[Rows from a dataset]
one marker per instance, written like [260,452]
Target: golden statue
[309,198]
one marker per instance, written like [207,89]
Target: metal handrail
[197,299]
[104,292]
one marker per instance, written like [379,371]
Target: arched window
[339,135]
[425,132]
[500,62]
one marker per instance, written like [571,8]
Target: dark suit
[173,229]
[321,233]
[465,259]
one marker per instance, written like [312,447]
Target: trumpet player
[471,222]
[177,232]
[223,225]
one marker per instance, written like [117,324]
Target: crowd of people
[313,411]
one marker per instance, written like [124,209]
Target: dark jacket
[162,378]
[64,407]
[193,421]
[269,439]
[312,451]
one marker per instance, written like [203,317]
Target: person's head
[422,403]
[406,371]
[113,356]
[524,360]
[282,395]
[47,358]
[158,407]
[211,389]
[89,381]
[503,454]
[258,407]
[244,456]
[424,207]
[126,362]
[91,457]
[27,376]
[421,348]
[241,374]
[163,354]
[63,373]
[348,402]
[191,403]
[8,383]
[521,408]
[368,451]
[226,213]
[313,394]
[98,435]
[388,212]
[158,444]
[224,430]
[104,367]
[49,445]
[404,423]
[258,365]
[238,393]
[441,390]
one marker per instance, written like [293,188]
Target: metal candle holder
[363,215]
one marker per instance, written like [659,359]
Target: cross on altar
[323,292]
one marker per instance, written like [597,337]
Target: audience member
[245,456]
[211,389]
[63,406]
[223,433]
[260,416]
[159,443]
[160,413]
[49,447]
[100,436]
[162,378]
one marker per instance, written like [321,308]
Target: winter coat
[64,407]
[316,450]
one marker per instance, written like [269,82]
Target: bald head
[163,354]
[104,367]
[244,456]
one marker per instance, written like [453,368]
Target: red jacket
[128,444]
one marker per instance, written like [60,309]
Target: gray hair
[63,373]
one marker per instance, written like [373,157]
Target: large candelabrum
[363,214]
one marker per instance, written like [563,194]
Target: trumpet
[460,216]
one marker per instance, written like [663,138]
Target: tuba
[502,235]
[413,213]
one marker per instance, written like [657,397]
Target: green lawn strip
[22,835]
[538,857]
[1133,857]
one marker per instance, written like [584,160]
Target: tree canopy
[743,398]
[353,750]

* **GOAL**
Give back, unchanged, every line from the one with "one marker per instance, written like [124,209]" to the end of the entries above.

* **REPLY**
one marker per instance, written like [124,209]
Target: dark jacket
[162,378]
[64,407]
[193,421]
[269,439]
[312,451]
one marker per instance, written like [203,317]
Target: person's head
[422,403]
[406,371]
[113,356]
[524,360]
[282,395]
[47,358]
[158,407]
[211,389]
[89,381]
[503,454]
[258,407]
[244,456]
[424,207]
[126,362]
[91,457]
[27,376]
[421,348]
[241,374]
[163,354]
[63,373]
[348,402]
[191,403]
[8,383]
[521,408]
[368,451]
[226,213]
[313,394]
[98,435]
[388,212]
[158,444]
[224,430]
[104,367]
[49,445]
[404,423]
[258,365]
[238,393]
[441,390]
one marker per instance, written like [293,188]
Target: metal candle holder
[363,215]
one marker per instance, written like [659,359]
Target: cross on altar
[323,292]
one marker per instance, written like [597,337]
Target: audience member
[245,456]
[211,389]
[63,406]
[223,433]
[260,416]
[159,443]
[160,413]
[49,447]
[100,436]
[162,378]
one marker per instance, written like [321,308]
Target: winter coat
[64,407]
[316,450]
one marker per instance, written like [269,82]
Target: bald head
[163,354]
[104,367]
[244,456]
one marker per instance, written like [453,368]
Target: red jacket
[128,444]
one marker per instance, written like [60,309]
Target: gray hair
[63,373]
one marker per instance, written like [373,157]
Target: large candelabrum
[363,214]
one marker per instance, written like [563,194]
Target: trumpet
[460,216]
one marker per instance, written like [663,138]
Target: tuba
[502,235]
[413,213]
one marker per instance, written like [657,397]
Target: green lawn strip
[22,835]
[538,857]
[1133,857]
one marker per instance, written like [584,160]
Target: tree canopy
[743,398]
[353,750]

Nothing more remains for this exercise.